Given problem: Starting at the line that contains "Target: blue surface" and stopping after the line that contains "38 490 L 38", recast that part of the listing as a two-column CSV with the headers input and output. Put the text in input and its answer in output, each as one quoted field with line breaks replaced by spaces.

Information supplied:
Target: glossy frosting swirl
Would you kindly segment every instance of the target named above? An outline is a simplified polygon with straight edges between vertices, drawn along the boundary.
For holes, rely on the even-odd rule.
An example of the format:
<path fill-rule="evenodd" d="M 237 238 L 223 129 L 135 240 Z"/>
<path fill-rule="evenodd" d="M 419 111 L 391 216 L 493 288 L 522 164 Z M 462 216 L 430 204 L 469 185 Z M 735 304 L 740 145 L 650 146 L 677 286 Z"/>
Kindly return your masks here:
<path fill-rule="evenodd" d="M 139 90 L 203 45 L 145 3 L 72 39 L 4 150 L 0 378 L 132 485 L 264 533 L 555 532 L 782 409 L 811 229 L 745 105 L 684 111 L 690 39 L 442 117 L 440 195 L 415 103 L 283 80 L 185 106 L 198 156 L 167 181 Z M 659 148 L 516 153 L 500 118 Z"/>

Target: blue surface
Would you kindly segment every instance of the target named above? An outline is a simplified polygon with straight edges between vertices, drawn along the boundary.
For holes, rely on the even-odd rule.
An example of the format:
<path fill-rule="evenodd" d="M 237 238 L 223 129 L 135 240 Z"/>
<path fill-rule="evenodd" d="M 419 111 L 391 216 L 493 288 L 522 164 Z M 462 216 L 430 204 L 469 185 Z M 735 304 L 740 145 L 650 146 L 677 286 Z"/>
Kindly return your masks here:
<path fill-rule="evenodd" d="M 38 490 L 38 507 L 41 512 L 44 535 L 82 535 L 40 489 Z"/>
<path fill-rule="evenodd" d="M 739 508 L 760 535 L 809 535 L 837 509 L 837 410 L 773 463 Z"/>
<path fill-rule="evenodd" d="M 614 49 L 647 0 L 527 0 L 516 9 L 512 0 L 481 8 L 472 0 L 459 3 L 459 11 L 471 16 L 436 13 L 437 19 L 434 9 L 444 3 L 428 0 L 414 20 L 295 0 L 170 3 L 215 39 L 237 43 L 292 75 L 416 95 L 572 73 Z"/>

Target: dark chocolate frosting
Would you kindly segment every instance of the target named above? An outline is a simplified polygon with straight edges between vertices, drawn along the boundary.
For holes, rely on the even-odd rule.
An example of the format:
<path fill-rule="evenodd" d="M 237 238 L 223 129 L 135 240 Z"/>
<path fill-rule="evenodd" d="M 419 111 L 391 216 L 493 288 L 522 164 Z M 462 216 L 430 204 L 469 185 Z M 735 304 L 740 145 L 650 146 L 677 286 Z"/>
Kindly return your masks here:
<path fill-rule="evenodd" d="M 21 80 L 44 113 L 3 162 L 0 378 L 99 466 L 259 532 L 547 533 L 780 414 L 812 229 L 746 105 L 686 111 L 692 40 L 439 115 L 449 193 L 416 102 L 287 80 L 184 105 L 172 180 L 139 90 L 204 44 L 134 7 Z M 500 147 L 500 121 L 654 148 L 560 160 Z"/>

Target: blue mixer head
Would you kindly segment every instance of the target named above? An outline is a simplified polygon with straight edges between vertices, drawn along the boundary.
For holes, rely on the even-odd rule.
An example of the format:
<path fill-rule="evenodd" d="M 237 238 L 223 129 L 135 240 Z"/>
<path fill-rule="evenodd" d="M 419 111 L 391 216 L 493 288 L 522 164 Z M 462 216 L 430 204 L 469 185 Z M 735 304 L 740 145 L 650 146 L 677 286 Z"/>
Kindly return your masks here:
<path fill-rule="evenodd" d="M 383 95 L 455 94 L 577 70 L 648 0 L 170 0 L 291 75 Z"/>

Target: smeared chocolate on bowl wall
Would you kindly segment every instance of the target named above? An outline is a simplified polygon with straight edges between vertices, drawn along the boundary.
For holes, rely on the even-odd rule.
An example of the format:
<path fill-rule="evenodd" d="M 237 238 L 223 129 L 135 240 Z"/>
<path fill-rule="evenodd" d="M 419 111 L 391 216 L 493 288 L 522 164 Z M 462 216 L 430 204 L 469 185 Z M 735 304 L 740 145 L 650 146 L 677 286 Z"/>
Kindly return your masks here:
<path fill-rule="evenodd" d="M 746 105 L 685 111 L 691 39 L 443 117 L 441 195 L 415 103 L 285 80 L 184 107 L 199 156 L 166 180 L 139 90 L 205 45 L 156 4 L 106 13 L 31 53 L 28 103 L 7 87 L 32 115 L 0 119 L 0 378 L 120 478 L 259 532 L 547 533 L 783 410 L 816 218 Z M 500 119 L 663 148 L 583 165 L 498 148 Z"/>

Response to this exercise:
input,output
"Target: blue surface Would you kindly segment every instance of the target named above? An outline is a simplified polygon with straight edges between vertices, drawn along the boundary. For holes, rely on the even-odd rule. An example of the format: <path fill-rule=""evenodd"" d=""M 237 238 L 223 129 L 135 240 Z""/> <path fill-rule=""evenodd"" d=""M 419 111 L 391 216 L 493 288 L 522 164 Z M 462 216 L 430 204 L 469 185 Z M 735 304 L 740 145 L 650 146 L 677 286 Z""/> Kindly return your masks here:","<path fill-rule=""evenodd"" d=""M 38 490 L 38 507 L 41 512 L 44 535 L 82 535 L 40 489 Z""/>"